**Document passage**.
◇ ◇ ◇ ◇ ◇

= John Hamilton, 1st Lord Belhaven and Stenton =

John Hamilton, 1st Lord Belhaven and Stenton (died 17 June 1679), known as Sir John Hamilton, 2nd Baronet from circa 1645 to 1647, was a Scottish peer.

Hamilton was the son of Sir James Hamilton, 1st Baronet, and his wife Margaret (née Hamilton). This branch of the Hamilton family descended from John Hamilton (d. c. 1550), illegitimate (but later legitimised) son of James Hamilton, 1st Lord Hamilton, and half-brother of James Hamilton, 1st Earl of Arran (from whom the Dukes of Hamilton descend). He succeeded his father in the baronetcy in circa 1645 and in 1647 he was raised to the Peerage of Scotland as Lord Belhaven and Stenton, of the County of Haddington, with remainder to heirs male. The following year he was a member of the Scottish army in England that unsuccessfully attempted to rescue Charles I, and managed to escape from the Battle of Preston. In 1675 Hamilton surrendered his lordship to the Crown and received a new patent with remainder to his kinsman John Hamilton of Pressmannan, the husband of his granddaughter Margaret, and in failure of that line to his heirs whatsoever.

◇ ◇ ◇ ◇ ◇

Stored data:
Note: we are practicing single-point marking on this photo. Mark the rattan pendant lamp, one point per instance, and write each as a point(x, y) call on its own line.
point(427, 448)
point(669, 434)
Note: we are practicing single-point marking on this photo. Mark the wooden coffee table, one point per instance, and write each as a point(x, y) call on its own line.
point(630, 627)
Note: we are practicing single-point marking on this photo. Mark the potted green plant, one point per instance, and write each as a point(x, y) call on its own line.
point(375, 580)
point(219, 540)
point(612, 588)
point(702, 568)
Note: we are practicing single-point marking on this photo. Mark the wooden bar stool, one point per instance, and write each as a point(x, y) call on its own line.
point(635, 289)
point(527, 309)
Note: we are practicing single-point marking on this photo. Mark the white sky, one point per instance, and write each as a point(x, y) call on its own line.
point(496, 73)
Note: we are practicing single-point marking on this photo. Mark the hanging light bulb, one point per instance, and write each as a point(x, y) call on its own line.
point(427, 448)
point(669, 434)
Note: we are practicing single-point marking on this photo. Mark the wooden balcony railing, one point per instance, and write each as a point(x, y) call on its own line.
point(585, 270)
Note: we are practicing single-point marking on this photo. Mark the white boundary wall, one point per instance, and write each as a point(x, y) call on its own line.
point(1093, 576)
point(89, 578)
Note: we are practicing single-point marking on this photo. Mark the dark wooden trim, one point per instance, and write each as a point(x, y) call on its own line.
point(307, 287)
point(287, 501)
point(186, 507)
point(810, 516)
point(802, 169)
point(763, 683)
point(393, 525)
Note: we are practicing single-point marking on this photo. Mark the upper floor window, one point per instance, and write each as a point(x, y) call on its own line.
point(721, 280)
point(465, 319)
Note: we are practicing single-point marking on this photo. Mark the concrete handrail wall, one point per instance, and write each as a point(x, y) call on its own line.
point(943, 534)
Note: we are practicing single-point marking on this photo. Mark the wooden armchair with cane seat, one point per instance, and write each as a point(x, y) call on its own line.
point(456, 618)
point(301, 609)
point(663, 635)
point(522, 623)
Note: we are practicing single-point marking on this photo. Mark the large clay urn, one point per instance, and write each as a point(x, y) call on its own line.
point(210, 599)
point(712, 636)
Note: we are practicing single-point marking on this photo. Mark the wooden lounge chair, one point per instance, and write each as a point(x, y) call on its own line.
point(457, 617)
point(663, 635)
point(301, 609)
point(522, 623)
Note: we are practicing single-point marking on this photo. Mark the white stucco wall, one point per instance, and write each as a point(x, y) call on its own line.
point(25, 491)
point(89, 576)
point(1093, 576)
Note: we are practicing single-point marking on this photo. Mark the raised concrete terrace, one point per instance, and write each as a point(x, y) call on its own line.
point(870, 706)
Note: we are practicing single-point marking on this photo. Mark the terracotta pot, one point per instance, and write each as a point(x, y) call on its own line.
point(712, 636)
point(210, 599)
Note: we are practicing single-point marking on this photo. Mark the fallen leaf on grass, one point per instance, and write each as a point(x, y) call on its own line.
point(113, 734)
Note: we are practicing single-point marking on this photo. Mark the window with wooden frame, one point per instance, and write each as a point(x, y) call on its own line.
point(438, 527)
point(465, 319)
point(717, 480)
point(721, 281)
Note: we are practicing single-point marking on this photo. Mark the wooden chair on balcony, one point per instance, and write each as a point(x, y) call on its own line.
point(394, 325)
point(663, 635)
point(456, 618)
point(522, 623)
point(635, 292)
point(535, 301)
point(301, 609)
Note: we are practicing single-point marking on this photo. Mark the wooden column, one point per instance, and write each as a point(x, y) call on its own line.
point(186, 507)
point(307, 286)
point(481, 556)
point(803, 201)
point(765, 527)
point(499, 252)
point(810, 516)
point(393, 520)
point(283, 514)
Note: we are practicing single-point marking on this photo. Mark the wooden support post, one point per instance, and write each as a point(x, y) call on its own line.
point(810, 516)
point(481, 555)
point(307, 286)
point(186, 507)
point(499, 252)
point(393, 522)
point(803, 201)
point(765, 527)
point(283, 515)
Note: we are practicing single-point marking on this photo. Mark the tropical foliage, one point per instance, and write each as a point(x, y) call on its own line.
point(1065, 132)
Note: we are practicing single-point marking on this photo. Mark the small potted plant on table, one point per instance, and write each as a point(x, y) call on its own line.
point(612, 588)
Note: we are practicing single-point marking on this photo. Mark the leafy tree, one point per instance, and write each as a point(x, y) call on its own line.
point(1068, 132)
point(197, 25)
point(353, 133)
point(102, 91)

◇ ◇ ◇ ◇ ◇

**Stated exercise 1**. According to the biography of John Hamilton, 1st Lord Belhaven and Stenton, which battle did he manage to escape from?
**Stated exercise 2**. In the entries, retype the line that contains "Mark the fallen" and each line after it through the line that contains "point(113, 734)".

**Result 1**. The Battle of Preston.

**Result 2**.
Note: we are practicing single-point marking on this photo. Mark the fallen leaf on grass, one point per instance, and write each as a point(x, y) call on its own line.
point(113, 734)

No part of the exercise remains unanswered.